#### Exercise:
Word for word, repeat the lines of the records from the one containing "Pin the white car, one" through the last line, both included.

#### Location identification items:
------------------------------------
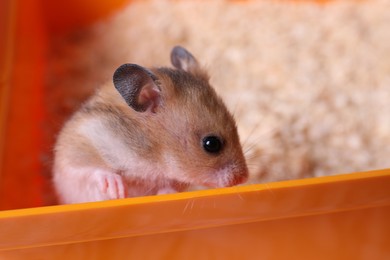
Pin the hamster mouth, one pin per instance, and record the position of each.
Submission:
(223, 178)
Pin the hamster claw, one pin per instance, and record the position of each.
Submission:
(110, 186)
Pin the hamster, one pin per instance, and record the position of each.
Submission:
(149, 131)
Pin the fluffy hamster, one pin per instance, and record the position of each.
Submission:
(150, 131)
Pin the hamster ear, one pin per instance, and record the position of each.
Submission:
(137, 87)
(183, 60)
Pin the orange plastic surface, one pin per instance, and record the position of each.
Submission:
(336, 217)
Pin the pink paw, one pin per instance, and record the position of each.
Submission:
(110, 186)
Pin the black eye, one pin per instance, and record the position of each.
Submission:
(212, 144)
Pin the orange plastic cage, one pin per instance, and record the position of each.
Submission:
(336, 217)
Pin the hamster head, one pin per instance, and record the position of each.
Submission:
(195, 135)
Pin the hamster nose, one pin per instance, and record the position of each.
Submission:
(239, 179)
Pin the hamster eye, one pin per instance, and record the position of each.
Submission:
(212, 144)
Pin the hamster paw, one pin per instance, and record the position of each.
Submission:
(110, 186)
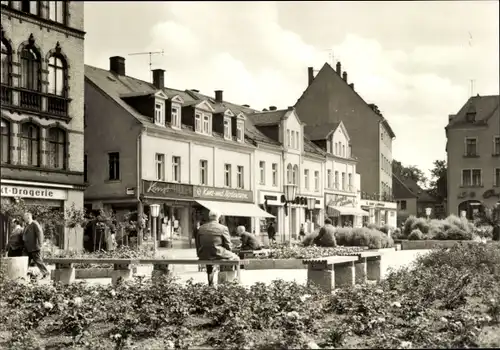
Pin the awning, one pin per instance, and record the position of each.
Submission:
(338, 211)
(235, 209)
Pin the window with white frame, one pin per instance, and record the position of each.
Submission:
(496, 145)
(471, 177)
(206, 124)
(176, 117)
(227, 175)
(203, 172)
(262, 172)
(160, 166)
(239, 177)
(160, 113)
(176, 169)
(470, 146)
(197, 122)
(275, 174)
(240, 134)
(227, 128)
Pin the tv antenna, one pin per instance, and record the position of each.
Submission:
(150, 53)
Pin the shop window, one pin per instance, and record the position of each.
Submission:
(29, 152)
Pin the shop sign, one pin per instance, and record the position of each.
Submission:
(33, 192)
(166, 189)
(227, 194)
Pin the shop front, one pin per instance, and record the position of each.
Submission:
(55, 197)
(380, 213)
(174, 222)
(235, 205)
(344, 210)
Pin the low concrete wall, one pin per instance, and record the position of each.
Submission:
(430, 244)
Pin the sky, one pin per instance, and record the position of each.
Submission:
(415, 60)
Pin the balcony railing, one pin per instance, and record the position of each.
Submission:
(57, 105)
(30, 100)
(6, 95)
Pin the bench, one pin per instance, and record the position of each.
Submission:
(65, 271)
(331, 272)
(229, 270)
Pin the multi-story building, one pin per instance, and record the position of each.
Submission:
(473, 153)
(329, 98)
(342, 191)
(42, 106)
(148, 144)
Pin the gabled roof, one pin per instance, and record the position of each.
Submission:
(327, 69)
(484, 108)
(268, 118)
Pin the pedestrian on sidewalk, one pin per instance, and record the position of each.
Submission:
(16, 244)
(33, 242)
(214, 243)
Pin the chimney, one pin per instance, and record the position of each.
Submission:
(218, 95)
(310, 75)
(159, 78)
(117, 65)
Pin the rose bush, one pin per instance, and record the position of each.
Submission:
(446, 299)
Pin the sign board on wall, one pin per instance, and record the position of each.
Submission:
(227, 194)
(166, 189)
(33, 192)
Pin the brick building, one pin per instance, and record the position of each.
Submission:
(473, 156)
(42, 105)
(330, 98)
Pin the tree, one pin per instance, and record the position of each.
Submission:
(438, 183)
(409, 172)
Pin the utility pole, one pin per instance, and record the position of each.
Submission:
(150, 53)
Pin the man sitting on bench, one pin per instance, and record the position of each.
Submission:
(214, 243)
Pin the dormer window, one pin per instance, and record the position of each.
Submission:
(197, 122)
(240, 132)
(176, 117)
(206, 124)
(227, 128)
(159, 112)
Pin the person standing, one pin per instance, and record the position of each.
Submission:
(271, 233)
(214, 243)
(16, 244)
(33, 242)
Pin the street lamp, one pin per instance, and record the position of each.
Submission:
(428, 212)
(155, 212)
(290, 192)
(311, 204)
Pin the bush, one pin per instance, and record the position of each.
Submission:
(416, 235)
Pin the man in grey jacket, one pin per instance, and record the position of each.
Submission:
(33, 242)
(214, 243)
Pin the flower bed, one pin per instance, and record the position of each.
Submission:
(455, 304)
(123, 252)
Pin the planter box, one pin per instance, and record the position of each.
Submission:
(430, 244)
(275, 264)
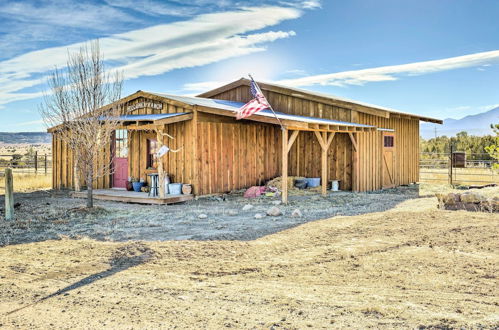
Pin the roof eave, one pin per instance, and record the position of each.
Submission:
(384, 113)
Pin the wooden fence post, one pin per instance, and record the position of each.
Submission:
(9, 194)
(36, 162)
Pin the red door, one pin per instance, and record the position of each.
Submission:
(120, 164)
(120, 172)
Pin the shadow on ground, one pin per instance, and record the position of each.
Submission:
(122, 259)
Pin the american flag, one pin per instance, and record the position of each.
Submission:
(259, 102)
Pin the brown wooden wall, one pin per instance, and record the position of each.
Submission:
(221, 154)
(234, 154)
(178, 165)
(63, 175)
(306, 153)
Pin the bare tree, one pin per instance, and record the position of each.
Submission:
(76, 106)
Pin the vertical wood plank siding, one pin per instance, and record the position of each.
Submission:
(235, 154)
(178, 165)
(220, 154)
(304, 157)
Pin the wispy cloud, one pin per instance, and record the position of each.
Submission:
(393, 72)
(31, 24)
(158, 49)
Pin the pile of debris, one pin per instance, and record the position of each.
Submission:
(469, 201)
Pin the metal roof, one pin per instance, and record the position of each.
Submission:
(151, 117)
(234, 107)
(298, 92)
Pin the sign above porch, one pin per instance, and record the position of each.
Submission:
(145, 104)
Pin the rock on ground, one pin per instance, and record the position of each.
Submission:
(247, 207)
(274, 211)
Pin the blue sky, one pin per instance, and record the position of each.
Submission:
(434, 58)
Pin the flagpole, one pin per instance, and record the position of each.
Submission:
(270, 106)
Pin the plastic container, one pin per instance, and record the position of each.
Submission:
(175, 188)
(301, 183)
(166, 183)
(313, 182)
(137, 186)
(335, 185)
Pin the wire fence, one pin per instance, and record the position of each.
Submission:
(458, 168)
(33, 163)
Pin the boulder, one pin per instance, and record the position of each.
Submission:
(254, 191)
(247, 207)
(491, 204)
(451, 198)
(274, 211)
(472, 197)
(296, 213)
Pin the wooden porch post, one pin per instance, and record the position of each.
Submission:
(325, 140)
(161, 174)
(355, 164)
(284, 170)
(286, 147)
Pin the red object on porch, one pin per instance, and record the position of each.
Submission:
(120, 172)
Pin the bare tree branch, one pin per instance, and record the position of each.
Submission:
(73, 109)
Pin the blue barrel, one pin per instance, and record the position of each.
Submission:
(175, 188)
(313, 182)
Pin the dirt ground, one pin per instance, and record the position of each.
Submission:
(49, 215)
(409, 266)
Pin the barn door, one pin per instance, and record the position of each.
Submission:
(388, 160)
(120, 162)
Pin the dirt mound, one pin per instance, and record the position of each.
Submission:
(277, 182)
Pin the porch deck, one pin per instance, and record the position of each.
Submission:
(122, 195)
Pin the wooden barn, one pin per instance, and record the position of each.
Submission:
(364, 146)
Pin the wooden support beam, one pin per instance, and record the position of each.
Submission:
(354, 143)
(161, 173)
(292, 139)
(355, 164)
(284, 169)
(325, 139)
(9, 194)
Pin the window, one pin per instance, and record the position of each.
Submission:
(388, 141)
(152, 148)
(121, 143)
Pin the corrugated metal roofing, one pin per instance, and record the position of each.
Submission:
(234, 106)
(298, 92)
(150, 117)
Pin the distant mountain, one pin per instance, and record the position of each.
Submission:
(474, 124)
(25, 137)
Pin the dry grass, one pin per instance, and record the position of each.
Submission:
(461, 176)
(28, 182)
(432, 189)
(407, 267)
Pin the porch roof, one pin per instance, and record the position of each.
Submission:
(151, 117)
(229, 108)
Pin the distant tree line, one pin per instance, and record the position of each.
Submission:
(476, 147)
(493, 149)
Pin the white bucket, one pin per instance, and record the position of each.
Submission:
(166, 182)
(335, 185)
(175, 188)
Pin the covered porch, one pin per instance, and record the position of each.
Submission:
(122, 195)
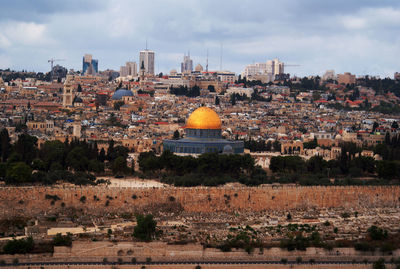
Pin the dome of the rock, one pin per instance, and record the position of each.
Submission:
(204, 118)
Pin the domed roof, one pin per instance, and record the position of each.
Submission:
(118, 94)
(203, 118)
(227, 149)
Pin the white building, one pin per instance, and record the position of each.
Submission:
(130, 69)
(271, 67)
(246, 91)
(187, 64)
(329, 74)
(146, 58)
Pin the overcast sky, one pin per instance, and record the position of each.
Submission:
(358, 36)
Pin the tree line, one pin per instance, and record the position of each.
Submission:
(73, 161)
(350, 164)
(184, 90)
(208, 169)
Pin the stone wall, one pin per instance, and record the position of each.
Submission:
(30, 201)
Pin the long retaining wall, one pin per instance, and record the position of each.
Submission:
(30, 201)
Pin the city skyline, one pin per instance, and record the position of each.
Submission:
(343, 35)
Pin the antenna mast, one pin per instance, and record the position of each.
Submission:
(207, 63)
(220, 60)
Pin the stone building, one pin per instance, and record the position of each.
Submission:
(203, 135)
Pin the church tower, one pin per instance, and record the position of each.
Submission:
(68, 92)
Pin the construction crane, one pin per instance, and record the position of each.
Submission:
(51, 61)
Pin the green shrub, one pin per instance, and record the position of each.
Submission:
(62, 240)
(19, 246)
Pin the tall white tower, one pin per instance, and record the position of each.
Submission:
(68, 92)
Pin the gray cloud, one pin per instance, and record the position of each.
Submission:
(356, 36)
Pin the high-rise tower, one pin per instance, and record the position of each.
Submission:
(68, 92)
(146, 57)
(89, 66)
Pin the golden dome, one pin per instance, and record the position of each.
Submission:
(203, 118)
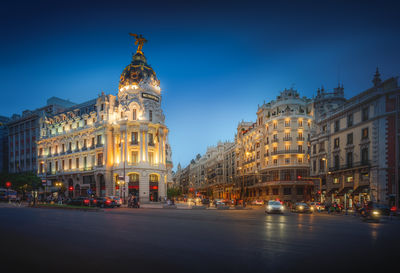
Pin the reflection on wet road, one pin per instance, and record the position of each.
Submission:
(153, 240)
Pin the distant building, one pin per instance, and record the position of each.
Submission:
(355, 150)
(23, 131)
(4, 144)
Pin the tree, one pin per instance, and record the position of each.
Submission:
(21, 182)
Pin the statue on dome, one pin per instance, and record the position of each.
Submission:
(139, 40)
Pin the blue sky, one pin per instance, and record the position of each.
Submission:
(216, 60)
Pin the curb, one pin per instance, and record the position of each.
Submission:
(67, 208)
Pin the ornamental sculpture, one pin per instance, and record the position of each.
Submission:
(139, 40)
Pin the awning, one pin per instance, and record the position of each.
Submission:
(345, 190)
(361, 189)
(332, 191)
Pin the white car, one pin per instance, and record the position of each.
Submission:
(274, 207)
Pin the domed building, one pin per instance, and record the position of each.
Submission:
(112, 145)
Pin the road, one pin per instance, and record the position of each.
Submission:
(162, 240)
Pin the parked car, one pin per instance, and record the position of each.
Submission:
(302, 208)
(274, 206)
(257, 202)
(79, 201)
(317, 206)
(105, 202)
(118, 200)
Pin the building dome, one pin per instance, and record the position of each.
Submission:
(137, 71)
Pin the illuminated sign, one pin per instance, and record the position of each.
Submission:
(150, 96)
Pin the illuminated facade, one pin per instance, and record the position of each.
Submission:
(112, 145)
(273, 153)
(355, 150)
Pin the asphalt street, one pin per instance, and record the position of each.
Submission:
(165, 240)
------------------------------------
#### Final answer:
Pin the white car, one pin per instance, and record the position of each.
Submission:
(274, 207)
Pin the domed building, one pin per instance, and record the position of each.
Submission:
(112, 145)
Pin the road, one pin per instance, and record the position of each.
Submission:
(162, 240)
Pin the parked car, one pin per instance, and record the position of each.
Submission:
(302, 208)
(274, 206)
(257, 202)
(79, 201)
(317, 206)
(105, 202)
(118, 200)
Pin the building dome, one pin per instance, and record the position of each.
Submission:
(137, 71)
Pin the illuminated sign, one pin per instance, and record the position of each.
Submission:
(150, 96)
Pin the illuminated facade, one pin per instance, and record the position of each.
Submission:
(112, 145)
(273, 153)
(355, 150)
Pin the asphalt street, one pin per instance, and record the position of each.
Submission:
(165, 240)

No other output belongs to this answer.